Kamis 05 Apr 2012 22:39 WIB

Saksi dari Chevron Kembali Mangkir

Rep: Bilal Ramadhan/ Red: Hazliansyah
Korupsi (Ilustrasi)
Foto: unodc.org
Korupsi (Ilustrasi)

REPUBLIKA.CO.ID, JAKARTA -- Para saksi dari Chevron kembali mangkir dalam pemanggilan untuk pemeriksaan kasus korupsi proyek bioremediasi fiktif PT Chevron Pasific Indonesia (CPI). Dalam jadwal pemeriksaan hari ini (5/4), penyidik satuan khusus (satsus) memanggil empat orang saksi dari Chevron. Dari empat yang dipanggil hanya satu yang hadir.

"Hanya satu orang dari Chevron yang diperiksa, dari empat orang yang dipanggil," kata Kepala Pusat Penerangan Hukum, Muhammad Adi Toegarisman yang ditemui di Kejaksaan Agung, Jakarta, Kamis (5/4).

Adi menambahkan, penyidik menjadwalkan empat orang saksi dari Chevron untuk diperiksa pada Kamis (5/4) ini yaitu W, AH, PS dan BS. Namun dari empat orang saksi tersebut, hanya W yang memenuhi panggilan.

* **BAGIAN DATA**:
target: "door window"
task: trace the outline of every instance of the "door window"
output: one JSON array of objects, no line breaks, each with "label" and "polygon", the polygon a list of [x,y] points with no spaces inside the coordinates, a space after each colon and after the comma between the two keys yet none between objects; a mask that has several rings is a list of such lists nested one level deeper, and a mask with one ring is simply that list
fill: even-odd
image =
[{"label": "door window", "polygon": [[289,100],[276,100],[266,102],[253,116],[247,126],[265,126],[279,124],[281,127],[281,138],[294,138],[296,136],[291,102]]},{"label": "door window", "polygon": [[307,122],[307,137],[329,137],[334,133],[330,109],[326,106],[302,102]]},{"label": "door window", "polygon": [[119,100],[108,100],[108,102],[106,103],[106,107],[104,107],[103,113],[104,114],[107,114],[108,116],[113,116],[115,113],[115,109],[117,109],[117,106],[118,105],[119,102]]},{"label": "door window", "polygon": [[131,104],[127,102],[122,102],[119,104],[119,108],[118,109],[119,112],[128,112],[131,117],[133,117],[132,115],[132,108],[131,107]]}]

* **DAFTAR TUGAS**:
1 - Perbarui berita saksi Chevron mulai dari "Foto: unodc.org" hingga dan termasuk "Jakarta, Kamis (5/4).", lalu ganti "penyidik" dengan "tim penyidik".
2 - Ringkas paragraf berita saksi Chevron yang diawali "Adi menambahkan" menjadi satu kalimat tanpa menghilangkan fakta utamanya.
3 - Teruskan berita saksi Chevron mulai dari kalimat sesudah kalimat terakhirnya.
Materi ini diambil dari sumber yang berbeda.

* **JAWABAN TERSEDIA**:
1 -
Foto: unodc.org
Korupsi (Ilustrasi)

REPUBLIKA.CO.ID, JAKARTA -- Para saksi dari Chevron kembali mangkir dalam pemanggilan untuk pemeriksaan kasus korupsi proyek bioremediasi fiktif PT Chevron Pasific Indonesia (CPI). Dalam jadwal pemeriksaan hari ini (5/4), tim penyidik satuan khusus (satsus) memanggil empat orang saksi dari Chevron. Dari empat yang dipanggil hanya satu yang hadir.

"Hanya satu orang dari Chevron yang diperiksa, dari empat orang yang dipanggil," kata Kepala Pusat Penerangan Hukum, Muhammad Adi Toegarisman yang ditemui di Kejaksaan Agung, Jakarta, Kamis (5/4).

2 - Menurut Adi, penyidik menjadwalkan pemeriksaan empat saksi dari Chevron, yaitu W, AH, PS, dan BS, pada Kamis (5/4), tetapi hanya W yang memenuhi panggilan.

3 -
Bukan kali ini saja saksi-saksi dari Chevron mangkir atau tidak memenuhi panggilan tanpa alasan kepada penyidik. Rabu (4/4) lalu, empat orang saksi dari Chevron juga tidak memenuhi panggilan. Empat saksi tersebut yaitu Deni Septiana, Heri Irianto, Erwin Widjanarko dan Amelia Gita.

Bioremediasi merupakan proyek untuk menormalkan kembali tanah-tanah yang terkena limbah akibat adanya penambangan minyak. Kejaksaan menemukan indikasi adanya tindak pidana korupsi setelah melakukan penyelidikan dalam proyek bioremediasi yang dilakukan Chevron melalui dua perusahaan rekanan swasta yaitu PT Green Planet Indonesia dan PT Sumigita Jaya.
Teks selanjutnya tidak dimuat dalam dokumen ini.